:: PROBLEM STATEMENT ::
Convert the listing below into a JSON array of strings, one string per line, with blank lines and the pictures omitted.

:: SUPPLIED MATERIAL ::
════════════════════
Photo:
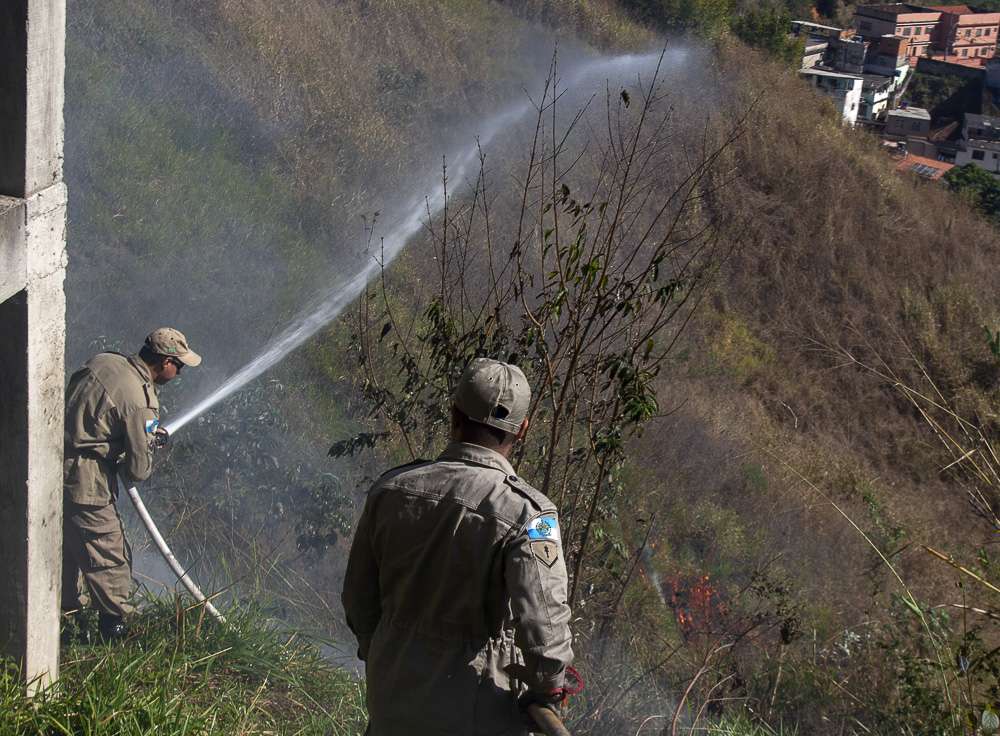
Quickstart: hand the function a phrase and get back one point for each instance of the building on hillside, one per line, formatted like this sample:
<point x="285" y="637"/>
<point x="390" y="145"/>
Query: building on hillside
<point x="908" y="121"/>
<point x="992" y="68"/>
<point x="912" y="22"/>
<point x="847" y="55"/>
<point x="814" y="51"/>
<point x="980" y="143"/>
<point x="888" y="56"/>
<point x="876" y="97"/>
<point x="964" y="33"/>
<point x="805" y="28"/>
<point x="928" y="168"/>
<point x="843" y="89"/>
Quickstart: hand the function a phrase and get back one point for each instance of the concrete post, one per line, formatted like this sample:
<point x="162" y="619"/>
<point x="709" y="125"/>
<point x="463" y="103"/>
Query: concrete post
<point x="32" y="331"/>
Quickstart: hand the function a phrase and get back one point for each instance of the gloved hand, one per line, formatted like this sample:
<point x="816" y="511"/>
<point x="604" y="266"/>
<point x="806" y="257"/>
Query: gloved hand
<point x="552" y="700"/>
<point x="160" y="438"/>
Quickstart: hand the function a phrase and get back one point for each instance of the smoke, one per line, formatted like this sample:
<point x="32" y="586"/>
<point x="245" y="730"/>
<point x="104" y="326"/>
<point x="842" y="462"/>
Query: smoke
<point x="188" y="208"/>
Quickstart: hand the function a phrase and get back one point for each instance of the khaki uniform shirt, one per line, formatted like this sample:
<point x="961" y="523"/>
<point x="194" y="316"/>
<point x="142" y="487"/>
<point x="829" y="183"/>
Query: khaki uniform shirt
<point x="111" y="410"/>
<point x="456" y="573"/>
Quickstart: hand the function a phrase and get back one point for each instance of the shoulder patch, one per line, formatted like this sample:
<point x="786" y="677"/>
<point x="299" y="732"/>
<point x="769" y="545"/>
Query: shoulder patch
<point x="525" y="489"/>
<point x="544" y="528"/>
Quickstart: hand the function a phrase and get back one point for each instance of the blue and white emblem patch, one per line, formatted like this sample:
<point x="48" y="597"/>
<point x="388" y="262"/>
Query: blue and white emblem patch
<point x="545" y="528"/>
════════════════════
:: FINAL RESULT ::
[
  "Photo:",
  "Quickstart: hand the function a phrase and get back one point for each instance of the building on hillside, one per line, formatted like this sample:",
  "<point x=\"285\" y=\"637\"/>",
  "<point x=\"390\" y=\"145\"/>",
  "Query: building on hillside",
  "<point x=\"908\" y=\"121\"/>",
  "<point x=\"992\" y=\"68\"/>",
  "<point x=\"912\" y=\"22\"/>",
  "<point x=\"847\" y=\"55\"/>",
  "<point x=\"814\" y=\"51\"/>",
  "<point x=\"980\" y=\"143\"/>",
  "<point x=\"888\" y=\"56\"/>",
  "<point x=\"876\" y=\"97\"/>",
  "<point x=\"964\" y=\"33\"/>",
  "<point x=\"805\" y=\"28\"/>",
  "<point x=\"928\" y=\"168\"/>",
  "<point x=\"843\" y=\"89\"/>",
  "Quickstart: hand the function a phrase and get back one point for each instance of the concrete post, one per line, formatted like this sample:",
  "<point x=\"162\" y=\"619\"/>",
  "<point x=\"709\" y=\"125\"/>",
  "<point x=\"463\" y=\"103\"/>",
  "Query: concrete post",
  "<point x=\"32\" y=\"331\"/>",
  "Quickstart: hand the function a phrase and get back one point for each instance of the gloved hand, one per line, formatted like this sample:",
  "<point x=\"816\" y=\"511\"/>",
  "<point x=\"604\" y=\"266\"/>",
  "<point x=\"806\" y=\"257\"/>",
  "Query: gloved hand",
  "<point x=\"552\" y=\"700\"/>",
  "<point x=\"160\" y=\"438\"/>",
  "Quickstart: hand the function a phrase and get back one point for each instance of the smoke, one per line, formatted like this sample:",
  "<point x=\"32\" y=\"586\"/>",
  "<point x=\"245\" y=\"730\"/>",
  "<point x=\"104\" y=\"326\"/>",
  "<point x=\"842\" y=\"462\"/>",
  "Query: smoke",
  "<point x=\"188\" y=\"208\"/>",
  "Quickstart: hand the function a phrase and get back one point for each instance of the khaki uniform shirt, one per line, formatted like this sample:",
  "<point x=\"961\" y=\"523\"/>",
  "<point x=\"194\" y=\"316\"/>",
  "<point x=\"142\" y=\"487\"/>",
  "<point x=\"829\" y=\"183\"/>",
  "Query: khaki uniform shirt",
  "<point x=\"111\" y=\"410\"/>",
  "<point x=\"456\" y=\"573\"/>",
  "Quickstart: hand the function a phrase and get back one point for each instance of the shoulder patch, one per line, formatted like this sample:",
  "<point x=\"786\" y=\"677\"/>",
  "<point x=\"299\" y=\"732\"/>",
  "<point x=\"769\" y=\"545\"/>",
  "Query: shoulder patch",
  "<point x=\"525\" y=\"489\"/>",
  "<point x=\"544\" y=\"528\"/>",
  "Quickstart: hand the function a phrase and get back one point for each instance of the blue and white emblem patch, one per line, formatted like this sample:",
  "<point x=\"48\" y=\"597\"/>",
  "<point x=\"388\" y=\"262\"/>",
  "Query: blue and white emblem patch",
  "<point x=\"545\" y=\"528\"/>"
]